------ Supplied data ------

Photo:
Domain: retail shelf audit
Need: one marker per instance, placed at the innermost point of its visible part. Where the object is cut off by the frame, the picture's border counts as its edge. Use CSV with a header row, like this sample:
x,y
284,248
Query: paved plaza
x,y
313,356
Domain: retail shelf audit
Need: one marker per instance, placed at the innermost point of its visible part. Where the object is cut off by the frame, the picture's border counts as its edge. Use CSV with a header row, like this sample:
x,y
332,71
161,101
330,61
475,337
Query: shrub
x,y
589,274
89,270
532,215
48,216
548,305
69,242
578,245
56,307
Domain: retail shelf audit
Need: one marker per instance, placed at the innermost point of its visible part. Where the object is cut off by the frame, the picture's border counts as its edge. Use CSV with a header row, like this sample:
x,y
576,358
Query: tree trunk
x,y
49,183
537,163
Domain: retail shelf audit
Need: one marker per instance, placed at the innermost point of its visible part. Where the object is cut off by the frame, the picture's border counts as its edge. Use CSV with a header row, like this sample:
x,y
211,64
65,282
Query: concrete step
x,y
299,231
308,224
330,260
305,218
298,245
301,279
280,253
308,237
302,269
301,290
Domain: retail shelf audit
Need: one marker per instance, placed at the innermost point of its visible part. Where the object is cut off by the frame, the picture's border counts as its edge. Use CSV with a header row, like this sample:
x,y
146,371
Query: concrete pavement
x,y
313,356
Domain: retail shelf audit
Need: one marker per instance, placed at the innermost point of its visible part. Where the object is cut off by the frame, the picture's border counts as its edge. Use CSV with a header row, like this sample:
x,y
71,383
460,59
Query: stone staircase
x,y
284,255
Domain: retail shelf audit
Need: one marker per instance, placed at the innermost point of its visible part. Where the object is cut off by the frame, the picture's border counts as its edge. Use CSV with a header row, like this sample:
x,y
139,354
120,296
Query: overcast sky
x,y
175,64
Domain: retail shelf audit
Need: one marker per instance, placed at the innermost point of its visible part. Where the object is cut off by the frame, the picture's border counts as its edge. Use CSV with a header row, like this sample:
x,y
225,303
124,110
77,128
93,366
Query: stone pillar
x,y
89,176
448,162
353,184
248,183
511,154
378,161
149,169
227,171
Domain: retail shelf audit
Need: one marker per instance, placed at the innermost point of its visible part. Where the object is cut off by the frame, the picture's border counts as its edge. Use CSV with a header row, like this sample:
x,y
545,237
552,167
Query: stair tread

------

• **Task to carry out**
Exactly reproduce every line of the records.

• **Complete response**
Photo:
Domain: retail shelf audit
Need: one marker per instance, placed at the innermost point of its visible part. Where the object is cut off by the frame, the picture's border counts as its edge. Use CSV with a header row, like this sample:
x,y
284,248
Query: paved plaza
x,y
313,356
Domain: retail shelf audit
Need: one marker per instance, placed at the innermost point of its visible part. Where the object is cut off by the frame, the picture's border counts as its edge. Use CSV with a header row, like this sample:
x,y
332,71
161,101
330,61
475,337
Query: shrub
x,y
589,274
89,270
532,215
48,216
548,305
69,242
578,245
56,307
Domain: retail shelf audit
Need: one marker per instance, placed at the innermost point of its visible part. Where the object is cut off by the frame, the picture's border counts as its edge. Use CSV with a header row, like this sample:
x,y
576,358
Query: tree trunk
x,y
49,183
537,163
Domain: retail shelf audit
Need: one marker per instance, placed at the innermost point of its visible part. Where the object is cut off by the frame, the picture's border counts as its edge. Use CSV with a header row, like this sample:
x,y
211,64
65,282
Query: concrete step
x,y
299,231
308,224
330,260
305,218
298,245
301,279
280,253
308,237
302,269
301,290
Domain: retail shelf audit
Need: one marker per instance, placed at the innermost point of its visible part. Where the object is cut off by the frame, the picture's border counts as its edge. Use CSV with a header row, like this sample:
x,y
146,371
Query: concrete pavement
x,y
313,356
Domain: retail shelf audit
Need: one marker per instance, placed at the innermost point of its visible part. Where the object is cut off by the frame, the picture's border counts as its edge. Use CSV with a header row, like this sample:
x,y
71,383
460,59
Query: stone staircase
x,y
284,255
Domain: retail shelf audit
Need: one marker per instance, placed at the innermost point of its visible part. Where the object is cut off by the frame, the picture's border counts as its edge. Use CSV with a header row, like this sample:
x,y
139,354
120,296
Query: overcast sky
x,y
175,64
Domain: retail shelf audit
Need: one marker per instance, placed at the innermost point of its visible part. Where the object is cut off by the frame, the picture's border counts as its edge. Use CSV with a header row, like this sample:
x,y
225,303
124,110
77,128
93,366
Query: stone pillar
x,y
89,176
448,162
353,184
248,183
511,154
378,161
149,169
227,171
Domain: retail shelf audit
Need: one marker per instance, placed at the innermost point of its visible part. Where the object is cut off by the frame, the picture's border counts as its edge. Use CSV with a header row, like this sample:
x,y
545,237
552,167
Query: stair tread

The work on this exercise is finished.